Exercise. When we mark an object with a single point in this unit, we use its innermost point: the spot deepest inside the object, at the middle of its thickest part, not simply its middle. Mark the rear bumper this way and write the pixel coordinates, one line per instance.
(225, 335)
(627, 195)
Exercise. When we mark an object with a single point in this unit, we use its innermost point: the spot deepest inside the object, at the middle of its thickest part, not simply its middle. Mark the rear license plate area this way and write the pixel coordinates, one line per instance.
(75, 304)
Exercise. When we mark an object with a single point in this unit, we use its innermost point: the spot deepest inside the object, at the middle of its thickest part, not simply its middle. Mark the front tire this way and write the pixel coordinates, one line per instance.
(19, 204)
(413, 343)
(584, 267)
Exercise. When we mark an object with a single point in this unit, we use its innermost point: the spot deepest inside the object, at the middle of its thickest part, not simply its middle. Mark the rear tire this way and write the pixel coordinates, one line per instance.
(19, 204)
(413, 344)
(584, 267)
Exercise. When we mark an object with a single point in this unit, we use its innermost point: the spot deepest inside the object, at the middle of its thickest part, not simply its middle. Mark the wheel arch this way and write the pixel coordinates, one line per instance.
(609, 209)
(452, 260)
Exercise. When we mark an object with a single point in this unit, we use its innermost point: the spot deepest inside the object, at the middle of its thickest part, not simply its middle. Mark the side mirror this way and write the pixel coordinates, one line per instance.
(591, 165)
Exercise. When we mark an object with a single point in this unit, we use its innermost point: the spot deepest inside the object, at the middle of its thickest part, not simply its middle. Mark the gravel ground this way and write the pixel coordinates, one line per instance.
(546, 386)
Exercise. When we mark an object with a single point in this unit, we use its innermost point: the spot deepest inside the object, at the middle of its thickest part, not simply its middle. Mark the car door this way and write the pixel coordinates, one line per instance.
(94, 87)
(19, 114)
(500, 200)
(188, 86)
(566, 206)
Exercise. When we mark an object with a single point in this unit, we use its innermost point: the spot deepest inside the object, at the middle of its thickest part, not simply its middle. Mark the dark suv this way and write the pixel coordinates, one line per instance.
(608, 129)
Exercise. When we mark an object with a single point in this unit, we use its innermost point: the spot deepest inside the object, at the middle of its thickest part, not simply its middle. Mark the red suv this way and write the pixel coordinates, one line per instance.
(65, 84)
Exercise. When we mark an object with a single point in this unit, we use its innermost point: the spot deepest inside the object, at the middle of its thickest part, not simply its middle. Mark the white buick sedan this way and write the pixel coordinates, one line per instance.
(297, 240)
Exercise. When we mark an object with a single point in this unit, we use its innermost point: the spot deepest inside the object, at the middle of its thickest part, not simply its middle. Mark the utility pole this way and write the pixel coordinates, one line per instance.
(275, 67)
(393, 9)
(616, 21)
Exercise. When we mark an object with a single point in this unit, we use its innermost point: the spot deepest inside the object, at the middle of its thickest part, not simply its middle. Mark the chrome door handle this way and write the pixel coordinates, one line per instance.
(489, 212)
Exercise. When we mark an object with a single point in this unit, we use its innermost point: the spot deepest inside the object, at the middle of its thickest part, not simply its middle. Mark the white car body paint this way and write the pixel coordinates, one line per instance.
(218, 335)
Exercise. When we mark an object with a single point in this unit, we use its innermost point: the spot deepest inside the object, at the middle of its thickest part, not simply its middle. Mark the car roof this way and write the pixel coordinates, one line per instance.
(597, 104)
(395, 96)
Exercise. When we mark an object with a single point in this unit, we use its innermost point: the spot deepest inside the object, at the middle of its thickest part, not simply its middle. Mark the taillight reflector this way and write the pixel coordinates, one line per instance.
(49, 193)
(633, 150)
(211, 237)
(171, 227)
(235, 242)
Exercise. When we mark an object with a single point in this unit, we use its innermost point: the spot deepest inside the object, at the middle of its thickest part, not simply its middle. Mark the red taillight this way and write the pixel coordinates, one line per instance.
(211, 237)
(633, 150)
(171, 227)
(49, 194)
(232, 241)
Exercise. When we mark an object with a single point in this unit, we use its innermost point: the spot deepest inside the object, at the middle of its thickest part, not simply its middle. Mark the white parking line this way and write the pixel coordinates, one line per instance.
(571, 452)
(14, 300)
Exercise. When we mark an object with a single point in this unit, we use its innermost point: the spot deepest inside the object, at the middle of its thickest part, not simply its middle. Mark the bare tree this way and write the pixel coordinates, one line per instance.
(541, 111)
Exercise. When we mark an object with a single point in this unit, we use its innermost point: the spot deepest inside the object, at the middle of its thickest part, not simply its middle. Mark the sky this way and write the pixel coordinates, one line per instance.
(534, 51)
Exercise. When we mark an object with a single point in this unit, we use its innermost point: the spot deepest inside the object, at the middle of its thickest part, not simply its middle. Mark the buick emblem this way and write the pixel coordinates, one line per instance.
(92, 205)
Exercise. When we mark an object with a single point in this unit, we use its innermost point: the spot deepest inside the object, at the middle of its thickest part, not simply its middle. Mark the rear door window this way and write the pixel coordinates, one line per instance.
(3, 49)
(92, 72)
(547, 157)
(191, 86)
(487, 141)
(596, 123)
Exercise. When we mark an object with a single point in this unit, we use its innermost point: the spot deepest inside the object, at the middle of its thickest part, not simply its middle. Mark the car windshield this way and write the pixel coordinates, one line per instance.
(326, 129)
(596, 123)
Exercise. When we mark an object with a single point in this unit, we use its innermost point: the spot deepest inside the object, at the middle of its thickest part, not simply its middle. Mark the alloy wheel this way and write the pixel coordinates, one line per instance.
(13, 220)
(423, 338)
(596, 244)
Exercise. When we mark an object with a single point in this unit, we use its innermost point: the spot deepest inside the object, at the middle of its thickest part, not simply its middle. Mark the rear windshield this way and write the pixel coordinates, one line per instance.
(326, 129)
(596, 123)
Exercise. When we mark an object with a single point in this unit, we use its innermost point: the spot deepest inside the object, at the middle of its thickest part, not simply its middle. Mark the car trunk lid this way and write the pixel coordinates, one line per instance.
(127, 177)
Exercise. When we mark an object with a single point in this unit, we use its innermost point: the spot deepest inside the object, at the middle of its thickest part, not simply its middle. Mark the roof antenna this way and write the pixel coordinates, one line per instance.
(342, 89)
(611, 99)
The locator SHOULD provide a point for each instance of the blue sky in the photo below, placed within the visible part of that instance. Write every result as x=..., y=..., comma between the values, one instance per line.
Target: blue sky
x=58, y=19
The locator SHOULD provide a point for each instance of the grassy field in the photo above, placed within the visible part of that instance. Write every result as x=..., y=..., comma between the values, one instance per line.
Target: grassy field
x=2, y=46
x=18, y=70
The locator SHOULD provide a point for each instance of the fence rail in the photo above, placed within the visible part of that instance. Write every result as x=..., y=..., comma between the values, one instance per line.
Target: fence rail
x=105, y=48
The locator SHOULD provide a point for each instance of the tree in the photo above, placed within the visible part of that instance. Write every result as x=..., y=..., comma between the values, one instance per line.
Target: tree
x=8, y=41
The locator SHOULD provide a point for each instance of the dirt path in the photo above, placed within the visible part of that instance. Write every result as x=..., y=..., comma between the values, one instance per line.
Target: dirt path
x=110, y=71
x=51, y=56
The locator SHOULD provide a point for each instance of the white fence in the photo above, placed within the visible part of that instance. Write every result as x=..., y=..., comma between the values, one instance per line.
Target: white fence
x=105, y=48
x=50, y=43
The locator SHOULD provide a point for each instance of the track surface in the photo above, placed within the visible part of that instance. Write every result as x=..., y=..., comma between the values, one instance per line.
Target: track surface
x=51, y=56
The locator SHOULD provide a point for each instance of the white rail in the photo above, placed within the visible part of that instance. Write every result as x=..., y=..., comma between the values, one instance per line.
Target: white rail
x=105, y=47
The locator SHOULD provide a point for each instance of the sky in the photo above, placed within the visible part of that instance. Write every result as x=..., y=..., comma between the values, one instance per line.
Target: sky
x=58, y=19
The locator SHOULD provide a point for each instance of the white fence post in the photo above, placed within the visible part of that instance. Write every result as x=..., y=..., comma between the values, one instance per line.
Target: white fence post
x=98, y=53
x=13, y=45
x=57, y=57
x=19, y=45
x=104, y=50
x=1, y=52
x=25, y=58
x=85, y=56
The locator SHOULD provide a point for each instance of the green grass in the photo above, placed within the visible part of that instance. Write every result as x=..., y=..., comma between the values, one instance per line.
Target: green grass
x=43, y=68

::::::

- BRIEF -
Reproduce, exactly and with both ends included, every line from the one that contains "Target: dirt path" to the end of the listing above.

- RESPONSE -
Target: dirt path
x=110, y=71
x=51, y=56
The locator SHOULD provide a point for each instance of the white fence in the photo above, placed within the visible part of that instance. Write every result as x=..., y=..., comma between the values, one instance per line.
Target: white fence
x=105, y=48
x=50, y=43
The locator SHOULD provide a point for each instance of the track surface in the photo above, placed within the visible part of that instance. Write every result as x=..., y=..., comma between the values, one instance per line.
Target: track surface
x=51, y=56
The locator SHOULD provide a point for each instance of the white rail in the photo above, placed within the visible part of that instance. Write every result as x=..., y=..., comma between the values, one instance per line.
Target: white rail
x=105, y=47
The locator SHOULD provide a point for each instance of the sky in the photo above, placed within the visible part of that instance. Write every result as x=..., y=..., comma between the values, one instance per line.
Target: sky
x=58, y=19
The locator SHOULD provide a point for each instance of the white fence post in the photo above, placed within the visible part of that instance. Write every result as x=..., y=..., comma between the values, one instance per line.
Target: white fence post
x=98, y=53
x=13, y=45
x=57, y=57
x=19, y=45
x=104, y=50
x=1, y=52
x=25, y=58
x=85, y=56
The locator SHOULD provide a point for each instance of the green grass in the photo above, placed within the visible part of that instance. Write every result as x=..., y=..., comma between the values, one instance per line.
Target: green grass
x=43, y=68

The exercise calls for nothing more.